### Goal of the exercise
According to the Solr gazetteer page, roughly how much disk space does building a complete distribution take?

### Document section
◇ ◇ ◇ ◇ ◇ ◇ ◇

Skip to content

Latest commit

 

History

History

solr

OpenSextant Solr Gazetteer

The OpenSextant Gazetteer is a catalog of place names and basic geographic metadata, such as country code, location, feature codings. In Xponents, Solr 7+ is used to index and provision the large lexicons such as gazetteer and taxonomies.

Related:

  • Gazetteer Report lists some underlying raw statistics and SQL techniques for working with the master gazetteer. For example, Using SQLite to list all possible names, distinct location counts in the gazetteer by feature class, or how to use the opensextant.gazetteer API to query such things.

Definitions:

  • OpenSextant "Xponents Solr" is a particular Solr-based gazetteer implementation the provides specific features to the Xponents API, taggers, etc.
  • "Gazetteer ETL" - extract, transform and load - is the various conventions and routines to taking arbitrary source gazetteers and conditioning them for use as a geographic tagging model. We are concerned with balancing accuracy, thoroughness, usability and simplicity. So the resulting data may not be pure or complete with regards to its source version because some interpretation, conversion, or back-filling may be necessary to use the data at all.
    • Extract: the scripting assciated with the source data harvesting and parsing from flat files
    • Transform: the scripting associated with mapping source data to the opensextant.Place class and enrichening that with the internal text model and PlaceHueristics that produce name and location biasing based on general assumptions.
    • Load: the final scripting associated with parking entries in the master_gazetteer.sqlite and subsequently into the Solr gazetteer index
    • Repeat all above for the postal index ETL.
  • "Solr Index" in this project Solr indices store reference data and provide a /tag operation (request handler) to identify that reference data in an input argument to /tag. The main indices are:
    • gazetteer
    • taxcat
    • postal

You do NOT need know all about SQLite, Solr or Lucene to make use of this, but it helps when you need to optimize or extend things for new langauges.

Getting started

You have a few options:

Option 1. Download Xponents SDK release (libraries, docs, and pre-built Xponents Solr)

Option 2. Checkout Xponents projects and build from latest source and data.

  • i.e., You want the full experience, all the pain of building from source.
  • follow the remainder of these instructions to build Xponents SDK, the master gazetteer and then populate the various Solr indices. From a source checkout you will be guided through installing Python dependencies, collecting the data for ETL and producing a working distribution.

Where Python is referred in any instructions we are referring to Python 3.8+ only.
python and pip may be further qualified as python3 and pip3 in many scripts.

The estimated disk space to build a complete distribution is on the order of 20 GB, with various temporary files and all.

◇ ◇ ◇ ◇ ◇ ◇ ◇

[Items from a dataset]

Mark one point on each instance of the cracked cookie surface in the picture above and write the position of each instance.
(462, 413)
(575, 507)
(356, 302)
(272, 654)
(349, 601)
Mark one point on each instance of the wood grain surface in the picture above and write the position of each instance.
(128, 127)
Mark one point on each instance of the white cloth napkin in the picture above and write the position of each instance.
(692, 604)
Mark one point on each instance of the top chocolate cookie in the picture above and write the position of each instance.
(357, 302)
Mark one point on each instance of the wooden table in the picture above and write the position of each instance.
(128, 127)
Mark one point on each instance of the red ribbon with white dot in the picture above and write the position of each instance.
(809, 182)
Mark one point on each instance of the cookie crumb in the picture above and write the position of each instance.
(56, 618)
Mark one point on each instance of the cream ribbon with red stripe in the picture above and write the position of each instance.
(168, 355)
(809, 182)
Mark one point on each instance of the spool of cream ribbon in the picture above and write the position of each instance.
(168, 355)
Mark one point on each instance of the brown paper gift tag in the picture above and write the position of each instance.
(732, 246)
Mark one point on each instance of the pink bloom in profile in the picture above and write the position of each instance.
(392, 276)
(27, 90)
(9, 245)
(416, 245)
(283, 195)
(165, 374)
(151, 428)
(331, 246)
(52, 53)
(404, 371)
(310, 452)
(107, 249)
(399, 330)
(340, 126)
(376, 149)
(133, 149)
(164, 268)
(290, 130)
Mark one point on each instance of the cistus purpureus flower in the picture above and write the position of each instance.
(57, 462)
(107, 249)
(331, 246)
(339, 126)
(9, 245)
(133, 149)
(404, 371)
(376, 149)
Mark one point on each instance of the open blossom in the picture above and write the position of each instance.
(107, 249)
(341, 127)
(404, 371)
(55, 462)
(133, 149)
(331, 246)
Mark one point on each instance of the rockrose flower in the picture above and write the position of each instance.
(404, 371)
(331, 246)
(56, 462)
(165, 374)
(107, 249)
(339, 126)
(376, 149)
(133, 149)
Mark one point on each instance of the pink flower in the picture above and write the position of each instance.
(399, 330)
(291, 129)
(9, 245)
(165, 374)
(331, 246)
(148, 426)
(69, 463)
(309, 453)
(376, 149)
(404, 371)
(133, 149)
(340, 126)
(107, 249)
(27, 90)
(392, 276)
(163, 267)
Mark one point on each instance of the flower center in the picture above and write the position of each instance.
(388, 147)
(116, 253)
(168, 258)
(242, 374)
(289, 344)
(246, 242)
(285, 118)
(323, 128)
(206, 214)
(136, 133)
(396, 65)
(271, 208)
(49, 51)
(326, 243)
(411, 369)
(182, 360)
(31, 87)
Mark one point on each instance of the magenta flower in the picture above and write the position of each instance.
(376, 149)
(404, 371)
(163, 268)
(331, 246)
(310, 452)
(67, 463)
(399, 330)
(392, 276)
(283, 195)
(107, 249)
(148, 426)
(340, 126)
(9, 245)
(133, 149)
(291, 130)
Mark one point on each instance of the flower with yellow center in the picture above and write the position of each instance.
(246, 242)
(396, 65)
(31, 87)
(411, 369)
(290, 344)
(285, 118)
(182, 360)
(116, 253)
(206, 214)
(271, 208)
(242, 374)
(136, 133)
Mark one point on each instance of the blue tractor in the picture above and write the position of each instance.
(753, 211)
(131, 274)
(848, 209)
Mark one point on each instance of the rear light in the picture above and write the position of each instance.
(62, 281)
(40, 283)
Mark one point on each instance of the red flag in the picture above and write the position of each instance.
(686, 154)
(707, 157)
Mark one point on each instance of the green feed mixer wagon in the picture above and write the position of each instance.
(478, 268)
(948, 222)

◇ ◇ ◇ ◇ ◇ ◇ ◇

### Written solution
On the order of 20 GB, including various temporary files.